Given task
Could you copy, character for character, the lines of the records below from the line with "Would you kindly point to the plaid" up to and including the line with "<point>318,436</point>", and nothing more?

Input records
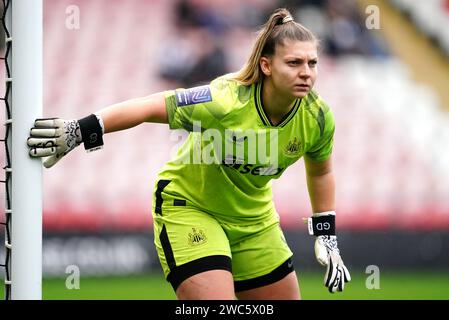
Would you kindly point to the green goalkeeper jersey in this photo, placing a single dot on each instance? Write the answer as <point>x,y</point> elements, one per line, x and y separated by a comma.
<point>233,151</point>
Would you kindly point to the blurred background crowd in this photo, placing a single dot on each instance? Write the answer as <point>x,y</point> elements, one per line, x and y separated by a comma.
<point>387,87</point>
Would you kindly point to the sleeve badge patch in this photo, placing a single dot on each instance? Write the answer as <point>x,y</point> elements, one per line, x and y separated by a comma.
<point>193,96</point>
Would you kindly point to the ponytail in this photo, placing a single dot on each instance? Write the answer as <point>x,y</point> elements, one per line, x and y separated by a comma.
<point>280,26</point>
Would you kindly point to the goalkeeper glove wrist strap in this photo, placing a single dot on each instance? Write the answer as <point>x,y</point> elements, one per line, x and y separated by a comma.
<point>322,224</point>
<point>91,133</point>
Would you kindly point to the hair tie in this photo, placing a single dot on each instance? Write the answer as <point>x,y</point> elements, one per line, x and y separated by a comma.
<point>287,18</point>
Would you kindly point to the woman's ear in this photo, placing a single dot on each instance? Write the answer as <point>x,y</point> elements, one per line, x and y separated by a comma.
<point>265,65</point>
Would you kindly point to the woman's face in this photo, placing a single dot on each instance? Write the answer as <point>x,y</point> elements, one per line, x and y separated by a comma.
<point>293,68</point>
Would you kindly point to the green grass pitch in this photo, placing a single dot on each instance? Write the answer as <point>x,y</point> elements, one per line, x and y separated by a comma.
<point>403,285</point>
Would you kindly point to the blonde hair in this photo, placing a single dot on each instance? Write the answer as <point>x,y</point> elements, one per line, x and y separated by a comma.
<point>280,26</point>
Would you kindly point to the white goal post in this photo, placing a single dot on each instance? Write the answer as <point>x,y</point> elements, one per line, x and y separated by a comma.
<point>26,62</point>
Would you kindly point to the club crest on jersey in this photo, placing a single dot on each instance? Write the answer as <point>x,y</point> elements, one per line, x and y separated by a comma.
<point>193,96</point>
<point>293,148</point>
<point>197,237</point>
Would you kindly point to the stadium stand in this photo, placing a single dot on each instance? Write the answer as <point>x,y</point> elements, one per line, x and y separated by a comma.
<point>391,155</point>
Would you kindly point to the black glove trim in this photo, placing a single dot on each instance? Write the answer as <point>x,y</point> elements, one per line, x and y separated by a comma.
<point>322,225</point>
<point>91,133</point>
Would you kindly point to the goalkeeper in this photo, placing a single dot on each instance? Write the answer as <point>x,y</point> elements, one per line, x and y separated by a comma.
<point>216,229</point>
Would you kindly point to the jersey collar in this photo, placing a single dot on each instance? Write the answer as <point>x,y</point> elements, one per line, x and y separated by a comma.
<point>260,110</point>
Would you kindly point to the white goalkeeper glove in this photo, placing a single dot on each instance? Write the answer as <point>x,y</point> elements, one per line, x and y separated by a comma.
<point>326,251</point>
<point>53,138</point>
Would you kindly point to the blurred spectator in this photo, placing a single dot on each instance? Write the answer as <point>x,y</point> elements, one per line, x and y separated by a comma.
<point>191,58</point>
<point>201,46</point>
...
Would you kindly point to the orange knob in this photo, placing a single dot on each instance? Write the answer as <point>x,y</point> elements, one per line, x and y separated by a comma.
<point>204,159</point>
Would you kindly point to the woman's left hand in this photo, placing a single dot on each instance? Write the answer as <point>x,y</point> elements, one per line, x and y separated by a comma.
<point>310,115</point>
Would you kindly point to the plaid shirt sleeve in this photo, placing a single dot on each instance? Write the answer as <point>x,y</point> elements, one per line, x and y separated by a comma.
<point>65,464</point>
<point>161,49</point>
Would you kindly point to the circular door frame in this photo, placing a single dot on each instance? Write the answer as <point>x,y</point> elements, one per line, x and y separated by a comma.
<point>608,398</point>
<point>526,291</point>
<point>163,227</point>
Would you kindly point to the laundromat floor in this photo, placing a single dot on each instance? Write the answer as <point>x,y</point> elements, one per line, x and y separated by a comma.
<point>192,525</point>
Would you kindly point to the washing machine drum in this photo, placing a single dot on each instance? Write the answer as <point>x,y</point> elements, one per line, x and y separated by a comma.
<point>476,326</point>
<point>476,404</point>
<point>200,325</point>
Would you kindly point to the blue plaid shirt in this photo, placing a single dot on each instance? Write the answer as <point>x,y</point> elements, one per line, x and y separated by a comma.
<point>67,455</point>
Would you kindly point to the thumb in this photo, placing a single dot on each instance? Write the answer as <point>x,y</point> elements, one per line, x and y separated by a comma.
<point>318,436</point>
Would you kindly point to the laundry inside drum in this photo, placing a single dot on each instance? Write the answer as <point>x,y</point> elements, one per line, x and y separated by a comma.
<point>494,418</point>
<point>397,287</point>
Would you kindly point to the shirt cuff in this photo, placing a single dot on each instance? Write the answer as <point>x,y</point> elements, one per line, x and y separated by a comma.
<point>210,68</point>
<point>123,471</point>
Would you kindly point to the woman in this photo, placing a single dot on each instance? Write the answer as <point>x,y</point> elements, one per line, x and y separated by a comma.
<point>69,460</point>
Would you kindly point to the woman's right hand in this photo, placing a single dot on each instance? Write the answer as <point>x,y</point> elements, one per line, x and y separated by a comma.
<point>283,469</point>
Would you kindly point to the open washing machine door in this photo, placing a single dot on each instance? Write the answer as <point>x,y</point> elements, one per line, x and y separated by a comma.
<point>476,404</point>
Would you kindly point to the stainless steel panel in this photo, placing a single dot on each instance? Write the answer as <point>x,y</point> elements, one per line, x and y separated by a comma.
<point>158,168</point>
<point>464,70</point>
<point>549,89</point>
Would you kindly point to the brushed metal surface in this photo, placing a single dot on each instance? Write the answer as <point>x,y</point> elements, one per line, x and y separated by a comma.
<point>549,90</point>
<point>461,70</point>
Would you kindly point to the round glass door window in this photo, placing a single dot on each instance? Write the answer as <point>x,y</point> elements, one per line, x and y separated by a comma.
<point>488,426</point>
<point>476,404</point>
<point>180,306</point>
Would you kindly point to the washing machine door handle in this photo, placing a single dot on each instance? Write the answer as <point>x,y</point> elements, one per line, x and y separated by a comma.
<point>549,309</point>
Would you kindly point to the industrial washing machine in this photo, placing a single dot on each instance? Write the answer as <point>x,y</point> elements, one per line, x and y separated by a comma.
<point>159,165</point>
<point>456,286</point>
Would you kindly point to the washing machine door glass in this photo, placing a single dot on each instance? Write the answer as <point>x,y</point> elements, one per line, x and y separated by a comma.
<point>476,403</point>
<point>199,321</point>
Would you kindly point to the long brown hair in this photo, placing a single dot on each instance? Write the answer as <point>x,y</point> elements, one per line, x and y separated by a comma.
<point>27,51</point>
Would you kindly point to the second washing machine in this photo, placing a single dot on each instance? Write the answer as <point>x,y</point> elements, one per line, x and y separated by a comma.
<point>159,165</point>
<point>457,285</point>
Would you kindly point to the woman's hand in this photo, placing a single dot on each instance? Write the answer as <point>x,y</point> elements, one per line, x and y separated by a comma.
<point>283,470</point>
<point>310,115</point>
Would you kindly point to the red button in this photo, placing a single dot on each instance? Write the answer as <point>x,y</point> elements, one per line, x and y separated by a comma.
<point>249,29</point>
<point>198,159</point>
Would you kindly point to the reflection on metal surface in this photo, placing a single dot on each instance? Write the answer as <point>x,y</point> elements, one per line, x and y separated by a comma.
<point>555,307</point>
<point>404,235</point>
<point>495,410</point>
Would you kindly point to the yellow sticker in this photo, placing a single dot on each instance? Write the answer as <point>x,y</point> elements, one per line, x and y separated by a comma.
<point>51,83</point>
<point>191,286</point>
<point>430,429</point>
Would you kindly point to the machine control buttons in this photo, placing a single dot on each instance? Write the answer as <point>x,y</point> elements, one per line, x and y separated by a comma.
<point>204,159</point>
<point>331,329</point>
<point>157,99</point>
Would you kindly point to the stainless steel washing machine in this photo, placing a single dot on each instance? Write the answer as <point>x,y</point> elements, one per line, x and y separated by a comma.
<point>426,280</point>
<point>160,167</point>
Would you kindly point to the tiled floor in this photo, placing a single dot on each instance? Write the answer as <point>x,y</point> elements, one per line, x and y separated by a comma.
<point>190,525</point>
---
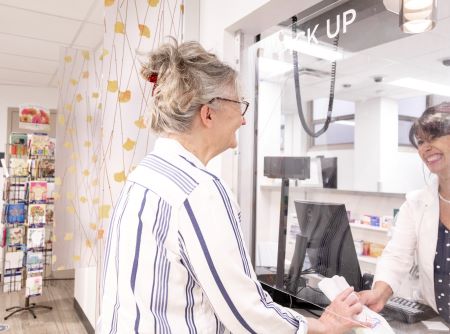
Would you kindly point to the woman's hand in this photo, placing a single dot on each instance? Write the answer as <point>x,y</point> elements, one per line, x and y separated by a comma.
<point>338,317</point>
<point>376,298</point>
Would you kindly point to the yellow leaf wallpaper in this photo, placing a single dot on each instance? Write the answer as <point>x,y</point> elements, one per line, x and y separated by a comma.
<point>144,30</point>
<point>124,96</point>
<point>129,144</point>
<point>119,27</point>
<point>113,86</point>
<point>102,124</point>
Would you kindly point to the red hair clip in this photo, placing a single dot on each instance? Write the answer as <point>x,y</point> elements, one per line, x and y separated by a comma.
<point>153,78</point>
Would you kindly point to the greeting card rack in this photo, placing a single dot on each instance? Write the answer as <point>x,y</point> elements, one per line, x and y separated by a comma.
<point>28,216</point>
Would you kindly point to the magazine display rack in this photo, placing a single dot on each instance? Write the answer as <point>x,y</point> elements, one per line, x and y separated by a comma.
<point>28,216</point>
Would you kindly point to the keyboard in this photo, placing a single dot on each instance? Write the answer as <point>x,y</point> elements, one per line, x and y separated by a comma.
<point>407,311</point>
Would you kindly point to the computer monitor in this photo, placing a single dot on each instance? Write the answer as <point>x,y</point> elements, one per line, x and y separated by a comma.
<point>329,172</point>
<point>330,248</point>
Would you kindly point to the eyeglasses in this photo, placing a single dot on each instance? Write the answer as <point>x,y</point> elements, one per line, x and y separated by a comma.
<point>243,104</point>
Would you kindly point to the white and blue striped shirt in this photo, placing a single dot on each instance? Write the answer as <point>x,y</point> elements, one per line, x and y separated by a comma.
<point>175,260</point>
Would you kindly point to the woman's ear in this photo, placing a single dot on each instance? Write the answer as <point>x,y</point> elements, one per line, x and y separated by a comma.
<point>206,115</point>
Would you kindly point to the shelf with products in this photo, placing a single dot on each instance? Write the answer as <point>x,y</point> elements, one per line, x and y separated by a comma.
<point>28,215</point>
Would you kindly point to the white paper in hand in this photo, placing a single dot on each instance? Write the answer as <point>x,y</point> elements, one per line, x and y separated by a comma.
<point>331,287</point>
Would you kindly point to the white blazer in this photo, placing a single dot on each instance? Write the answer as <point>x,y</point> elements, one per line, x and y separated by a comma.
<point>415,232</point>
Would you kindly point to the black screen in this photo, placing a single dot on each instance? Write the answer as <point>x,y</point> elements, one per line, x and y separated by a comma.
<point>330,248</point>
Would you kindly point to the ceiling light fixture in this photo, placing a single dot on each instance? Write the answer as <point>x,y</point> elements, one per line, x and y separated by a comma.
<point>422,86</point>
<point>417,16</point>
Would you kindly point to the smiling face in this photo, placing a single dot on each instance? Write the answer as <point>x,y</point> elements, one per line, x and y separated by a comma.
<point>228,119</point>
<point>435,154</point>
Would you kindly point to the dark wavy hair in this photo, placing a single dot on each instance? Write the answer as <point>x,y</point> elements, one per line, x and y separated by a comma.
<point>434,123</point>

Expected output
Would you kindly point to the plaid shirt sleeve in this photo, placing a single dot on each instance? Write the answer as <point>x,y</point> elements, one per line, x and y separated by a comma.
<point>65,464</point>
<point>161,49</point>
Would you kindly point to the circular door frame in this photo, placing a single dot on each instance? Write the answer as <point>x,y</point> elements, one per line, x and y separated by a comma.
<point>608,398</point>
<point>526,291</point>
<point>163,227</point>
Would you kindly point to the laundromat floor in this photo, placing a single dot on each instance? Write the answer as <point>x,y</point> elements, one per line, x and y separated by a comma.
<point>192,525</point>
Would you kindly point to the washing machine drum in this photo, placing a single dot on each instance? Write the answer as <point>x,y</point> elements, one per line, x and y separated by a comma.
<point>476,326</point>
<point>476,404</point>
<point>200,325</point>
Would you kindly point to the blue plaid shirt in this photo, placing a single dot on each instance? Write the answer as <point>x,y</point> elements, one per line, x and y separated by a comma.
<point>67,455</point>
Would you kindly point to the thumb in this photo, placing a single dot on each instance? Write the answer as <point>x,y</point> elements, one per line, x and y separated by a comma.
<point>318,436</point>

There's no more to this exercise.